• TASK GOAL: Quote all of the records below word for word, and leave the pictures out.

• MATERIAL TO PROCESS:
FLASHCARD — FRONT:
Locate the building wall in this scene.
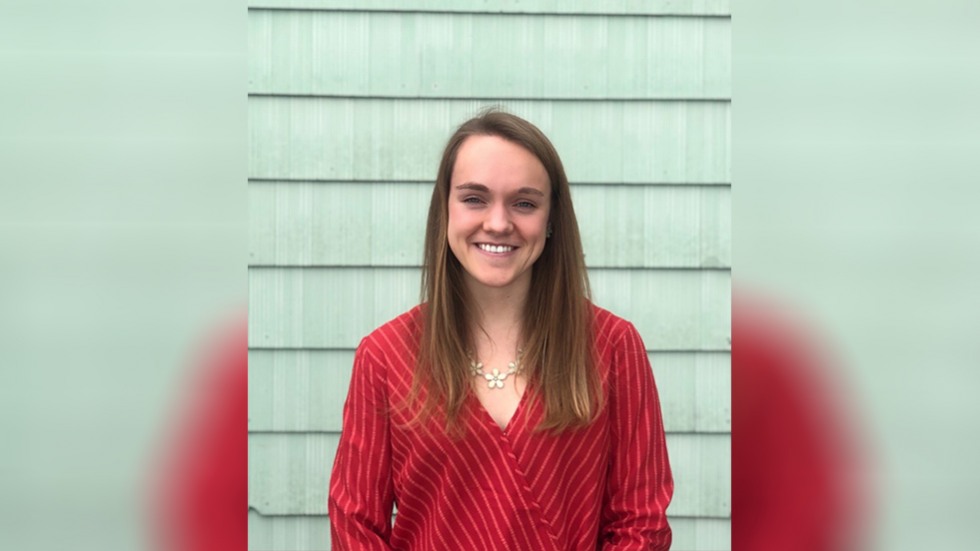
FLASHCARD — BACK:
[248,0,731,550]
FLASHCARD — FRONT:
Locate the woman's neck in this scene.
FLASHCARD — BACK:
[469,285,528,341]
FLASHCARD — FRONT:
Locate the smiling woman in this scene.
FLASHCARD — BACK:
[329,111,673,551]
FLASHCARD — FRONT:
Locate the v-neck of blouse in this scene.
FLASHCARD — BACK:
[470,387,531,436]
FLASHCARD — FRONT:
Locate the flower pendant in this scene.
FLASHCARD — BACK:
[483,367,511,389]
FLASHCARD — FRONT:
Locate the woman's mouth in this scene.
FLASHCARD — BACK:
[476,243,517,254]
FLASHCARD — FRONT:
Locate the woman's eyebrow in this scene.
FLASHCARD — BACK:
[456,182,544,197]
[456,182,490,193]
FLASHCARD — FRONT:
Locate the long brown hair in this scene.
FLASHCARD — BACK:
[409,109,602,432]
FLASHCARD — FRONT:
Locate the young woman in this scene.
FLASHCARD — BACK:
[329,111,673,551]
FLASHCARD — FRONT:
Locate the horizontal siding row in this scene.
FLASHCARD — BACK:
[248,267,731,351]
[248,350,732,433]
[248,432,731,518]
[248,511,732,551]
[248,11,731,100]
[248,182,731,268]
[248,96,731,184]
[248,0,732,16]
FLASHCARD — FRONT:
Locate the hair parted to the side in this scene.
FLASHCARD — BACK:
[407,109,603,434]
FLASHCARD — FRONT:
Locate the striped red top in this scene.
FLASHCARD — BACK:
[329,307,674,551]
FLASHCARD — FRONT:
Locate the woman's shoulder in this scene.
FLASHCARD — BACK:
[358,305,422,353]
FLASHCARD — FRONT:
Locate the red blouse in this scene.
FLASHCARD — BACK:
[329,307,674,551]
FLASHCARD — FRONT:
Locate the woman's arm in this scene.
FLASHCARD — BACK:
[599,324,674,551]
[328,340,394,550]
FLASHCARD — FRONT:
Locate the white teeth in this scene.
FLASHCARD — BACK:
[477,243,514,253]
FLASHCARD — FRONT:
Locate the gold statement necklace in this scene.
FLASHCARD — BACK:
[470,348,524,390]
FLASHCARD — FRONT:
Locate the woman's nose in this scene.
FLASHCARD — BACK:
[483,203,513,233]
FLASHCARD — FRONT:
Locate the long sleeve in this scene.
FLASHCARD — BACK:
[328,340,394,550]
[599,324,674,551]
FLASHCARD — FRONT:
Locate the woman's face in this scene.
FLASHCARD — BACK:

• OUTPUT BELOW:
FLASHCARD — FRONT:
Locate the building wall in this scene.
FLASHCARD — BACK:
[248,0,731,550]
FLASHCARD — FRONT:
Locate the woman's neck in this scene.
FLASHCARD — BACK:
[469,285,528,341]
FLASHCARD — FRONT:
Locate the smiling woman in this scene.
FLASHCARD — BACK:
[329,111,673,551]
FLASHCARD — FRONT:
Locate the v-neck of blouse in this scene.
FLASHCARD — BACK:
[470,387,531,436]
FLASHCARD — FRONT:
Locate the flower pendant in this scene.
FLASHCARD — BACK:
[483,367,511,389]
FLASHCARD — FRONT:
Locate the woman's mouth in this scene.
FLASHCARD — BACK:
[476,243,517,254]
FLASHCARD — FRONT:
Locate the woman's eyebrow in this scene.
FLASHCARD — BACK:
[456,182,544,197]
[456,182,490,193]
FLASHCARD — FRONT:
Locate the long brown hair in this scene.
FLASHCARD — BACK:
[409,109,602,432]
FLASHCARD — FRONT:
Locate the young woman in this scene.
FLASHCARD — BACK:
[329,111,673,551]
FLASHCARD — FRONT:
Locate the horizontal siding row in this scene.
FLASHCARD — BACK:
[248,267,731,351]
[248,350,732,433]
[248,432,731,518]
[248,511,732,551]
[248,11,731,100]
[248,182,731,268]
[248,96,731,184]
[248,0,732,16]
FLASHCARD — FRONT:
Locate the hair parted to the side in this scene.
FLASHCARD — BACK:
[407,109,603,434]
FLASHCARD — FRONT:
Locate the striped red top in this scene.
FLASHCARD — BACK:
[329,307,674,551]
FLASHCARD — FRONT:
Locate the woman's shoulder in this scene.
FLASHCARD — BACK:
[358,305,422,353]
FLASHCARD — FRONT:
Locate the red blouse in this scene.
FLASHCARD — BACK:
[329,307,674,551]
FLASHCARD — FRONT:
Locate the woman's arm in this scene.
FLASHCARD — BACK:
[599,324,674,551]
[328,340,394,550]
FLASHCARD — FRONT:
Locate the white teeth in this scene.
FLASHCARD — BACK:
[477,243,514,253]
FLASHCARD — FRONT:
Locate the gold statement necklace in this scene.
FLASHCARD — BACK:
[470,348,524,390]
FLASHCARD — FRONT:
Locate the woman's nose in this scene.
FLASHCARD — BACK:
[483,203,513,233]
FLASHCARD — FRONT:
Locate the long sleeve in this scene.
FLASHCARD — BACK:
[328,340,394,550]
[599,324,674,551]
FLASHCARD — FRONT:
Locate the woman's face in this scene.
FLASHCARD — BACK:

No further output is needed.